### YOUR TASK:
Your task is to copy every record exactly.

## Begin

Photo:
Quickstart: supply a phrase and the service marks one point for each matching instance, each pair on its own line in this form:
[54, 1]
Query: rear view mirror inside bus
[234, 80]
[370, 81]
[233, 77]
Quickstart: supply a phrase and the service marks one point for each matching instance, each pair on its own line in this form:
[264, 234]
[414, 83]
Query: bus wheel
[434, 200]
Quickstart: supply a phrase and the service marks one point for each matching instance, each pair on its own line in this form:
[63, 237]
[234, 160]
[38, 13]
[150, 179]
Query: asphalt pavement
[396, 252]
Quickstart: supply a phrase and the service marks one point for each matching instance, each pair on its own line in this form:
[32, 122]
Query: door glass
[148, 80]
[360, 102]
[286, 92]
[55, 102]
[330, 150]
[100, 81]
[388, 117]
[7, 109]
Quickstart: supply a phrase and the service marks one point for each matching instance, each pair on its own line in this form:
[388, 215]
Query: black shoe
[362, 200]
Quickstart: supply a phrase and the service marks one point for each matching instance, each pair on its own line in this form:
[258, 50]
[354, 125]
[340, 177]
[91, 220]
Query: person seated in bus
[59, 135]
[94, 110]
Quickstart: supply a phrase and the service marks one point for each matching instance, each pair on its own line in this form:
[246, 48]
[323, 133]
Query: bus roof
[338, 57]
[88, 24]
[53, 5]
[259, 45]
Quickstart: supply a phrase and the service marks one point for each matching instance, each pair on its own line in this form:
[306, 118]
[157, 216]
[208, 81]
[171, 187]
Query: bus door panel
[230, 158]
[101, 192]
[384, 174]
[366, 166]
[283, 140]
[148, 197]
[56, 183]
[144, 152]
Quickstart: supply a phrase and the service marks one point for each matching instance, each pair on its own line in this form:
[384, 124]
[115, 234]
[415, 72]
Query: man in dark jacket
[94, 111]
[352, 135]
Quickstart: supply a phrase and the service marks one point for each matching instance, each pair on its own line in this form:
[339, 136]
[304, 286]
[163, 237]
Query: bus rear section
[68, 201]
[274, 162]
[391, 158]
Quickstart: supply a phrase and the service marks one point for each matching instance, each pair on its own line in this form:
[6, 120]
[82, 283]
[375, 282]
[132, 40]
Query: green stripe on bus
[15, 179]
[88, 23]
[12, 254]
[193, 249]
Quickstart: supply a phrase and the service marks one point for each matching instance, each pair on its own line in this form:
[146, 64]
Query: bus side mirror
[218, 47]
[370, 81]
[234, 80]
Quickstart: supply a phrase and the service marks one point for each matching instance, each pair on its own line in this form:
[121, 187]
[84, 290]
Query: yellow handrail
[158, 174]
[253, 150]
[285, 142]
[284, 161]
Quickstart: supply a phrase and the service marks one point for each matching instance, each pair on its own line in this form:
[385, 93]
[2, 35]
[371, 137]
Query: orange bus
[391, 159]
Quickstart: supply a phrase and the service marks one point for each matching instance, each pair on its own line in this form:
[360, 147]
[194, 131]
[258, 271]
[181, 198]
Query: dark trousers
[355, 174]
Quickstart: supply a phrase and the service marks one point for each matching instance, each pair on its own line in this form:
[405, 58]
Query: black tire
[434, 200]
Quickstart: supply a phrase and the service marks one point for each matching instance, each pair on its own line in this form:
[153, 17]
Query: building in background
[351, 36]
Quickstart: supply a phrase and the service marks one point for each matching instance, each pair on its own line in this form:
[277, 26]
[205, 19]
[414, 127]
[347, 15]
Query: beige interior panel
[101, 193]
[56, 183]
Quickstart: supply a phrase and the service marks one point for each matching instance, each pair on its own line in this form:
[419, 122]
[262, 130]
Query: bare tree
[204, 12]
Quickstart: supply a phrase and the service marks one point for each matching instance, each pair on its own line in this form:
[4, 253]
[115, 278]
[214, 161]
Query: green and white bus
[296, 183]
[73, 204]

## End

### RESULT:
Photo:
Quickstart: supply a phrase and the service marks one point for each matching instance, each pair on its own line in this form:
[54, 1]
Query: rear view mirror inside bus
[234, 80]
[370, 81]
[233, 77]
Quickstart: supply a phrase and the service marks one point for each matching instance, each pair on its own line in this form:
[264, 234]
[414, 83]
Query: bus wheel
[434, 200]
Quickstart: supply a phrase and the service marks one point for each matching instance, each pair on its own line in this form:
[63, 237]
[234, 160]
[38, 13]
[150, 179]
Query: asphalt pavement
[396, 252]
Quickstart: supply a phrase and the service marks one point for each matching instance, each pair on its own line in this form:
[32, 122]
Query: door glass
[148, 80]
[360, 102]
[286, 92]
[55, 102]
[330, 150]
[100, 81]
[388, 117]
[7, 109]
Quickstart: supply a phrase and the service marks one point for each matching instance, each pair on its own line in this form:
[388, 215]
Query: black shoe
[362, 200]
Quickstart: supply a phrase and the service marks one point for each matching instance, each pair on its own line in this form:
[258, 50]
[354, 125]
[340, 177]
[91, 220]
Query: person seated in bus
[59, 135]
[94, 110]
Quickstart: supply a phrase and the service marks one point for each matching instance, each pair on its own line in this form:
[246, 48]
[323, 133]
Query: bus roof
[338, 57]
[88, 24]
[53, 5]
[259, 45]
Quickstart: supply a phrase and the service marks one point for each matching instance, each pair on its own line in this form:
[306, 118]
[157, 216]
[208, 81]
[171, 187]
Query: bus door panel
[230, 158]
[101, 192]
[384, 174]
[366, 166]
[283, 140]
[148, 197]
[56, 183]
[144, 152]
Quickstart: supply a phrase and the service marks one point for each matching instance, each pair on its own line in this form:
[384, 124]
[115, 234]
[415, 72]
Query: man in dark jacket
[94, 111]
[352, 135]
Quickstart: supply a phrase and the service marks one point for each matching instance, each pair on its own line in this form:
[339, 136]
[304, 286]
[163, 237]
Query: bus rear section
[68, 201]
[274, 162]
[391, 158]
Quickstart: supply a phrase and the service marks one point for each matching instance, each pair on its own line in this form:
[6, 120]
[82, 283]
[375, 282]
[132, 40]
Query: green stripe on bus
[15, 179]
[88, 23]
[12, 254]
[193, 249]
Quickstart: supply a phrase and the service marks one point for each matching instance, each pair on its own line in this form:
[146, 64]
Query: bus side mirror
[218, 47]
[370, 81]
[234, 80]
Quickstart: supply a phrase and the service marks one point for each matching instance, each pair on its own line in this form:
[121, 187]
[84, 290]
Query: yellow handrail
[158, 174]
[253, 150]
[285, 142]
[284, 161]
Quickstart: supply a phrase and the service marks one point for each matching instance, each pair on its own line in this form:
[385, 93]
[2, 35]
[371, 137]
Query: orange bus
[391, 159]
Quickstart: supply a phrase and the service marks one point for each matching instance, each pair on its own line in this form:
[360, 147]
[194, 131]
[258, 271]
[181, 198]
Query: dark trousers
[355, 174]
Quickstart: supply a phrase and the service marks one point for each matching instance, each pair on its own line in this form:
[405, 58]
Query: black tire
[434, 200]
Quickstart: supply a phrase and the service marks one point for each matching instance, each pair on its own line in this form:
[153, 17]
Query: building in background
[351, 36]
Quickstart: supply a phrase and the service marks one point for each matching instance, each pair on its own line in this form:
[277, 26]
[205, 19]
[414, 127]
[347, 15]
Query: beige interior panel
[101, 193]
[56, 183]
Quickstart: supply a phrase and the service marks one point for each matching instance, each pair on its own line in this form:
[419, 122]
[262, 130]
Query: bare tree
[204, 12]
Quickstart: supply a phrase and the service marks one point for each matching instance, each pair on its own line in this form:
[4, 253]
[115, 278]
[214, 161]
Query: green and white bus
[296, 183]
[73, 204]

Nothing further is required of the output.